Give the entries again exactly, every one of them.

▶ [Data records]:

━━━━

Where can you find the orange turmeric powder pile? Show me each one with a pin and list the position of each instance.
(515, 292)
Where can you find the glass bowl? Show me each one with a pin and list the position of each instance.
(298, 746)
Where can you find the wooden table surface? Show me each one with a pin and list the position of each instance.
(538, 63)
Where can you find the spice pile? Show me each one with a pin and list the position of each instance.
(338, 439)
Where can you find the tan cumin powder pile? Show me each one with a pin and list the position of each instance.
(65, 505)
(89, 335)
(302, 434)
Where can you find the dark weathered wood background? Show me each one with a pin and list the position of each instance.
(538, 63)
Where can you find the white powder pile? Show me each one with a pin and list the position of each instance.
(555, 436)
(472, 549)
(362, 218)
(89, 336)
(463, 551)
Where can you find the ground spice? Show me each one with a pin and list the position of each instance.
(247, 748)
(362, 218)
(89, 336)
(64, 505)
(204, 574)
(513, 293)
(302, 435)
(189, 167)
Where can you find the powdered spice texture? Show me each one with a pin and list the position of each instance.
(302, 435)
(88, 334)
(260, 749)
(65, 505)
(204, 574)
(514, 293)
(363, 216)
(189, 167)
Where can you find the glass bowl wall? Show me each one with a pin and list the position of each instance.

━━━━

▶ [Response to this task]:
Where can you find the orange turmeric powder pile? Show me each one with a pin and list the position of each instance.
(515, 292)
Where can you find the glass bowl? Show me each one with a pin and list the position of each instance.
(298, 746)
Where can you find the wooden table surface? Show me each one with a pin and list the position of each instance.
(538, 63)
Where can you find the spice pile? Show me each one with a pin and list the position of each instance.
(338, 439)
Where can you find the tan cumin powder pile? Show me each one with a pin and list the position of each instance.
(65, 505)
(89, 335)
(302, 434)
Where can you find the dark weathered wood background? Show me each one with a pin and list the position of each instance.
(538, 63)
Where can you find the white powder pile? Show me each one with a pin and list the position of each instance.
(555, 436)
(472, 549)
(362, 218)
(89, 336)
(463, 551)
Where can you find the ground spice? Show me each one with a pin and list the position of each instance.
(247, 748)
(362, 218)
(89, 336)
(64, 505)
(204, 574)
(513, 293)
(302, 435)
(189, 167)
Where can you find the powdered spice texture? Show me each one with a pin and list the position of each instance.
(302, 435)
(88, 334)
(260, 749)
(65, 505)
(204, 574)
(514, 293)
(363, 216)
(189, 167)
Where can you find the glass bowl wall? Show me each one with a pin and list the position of each instance.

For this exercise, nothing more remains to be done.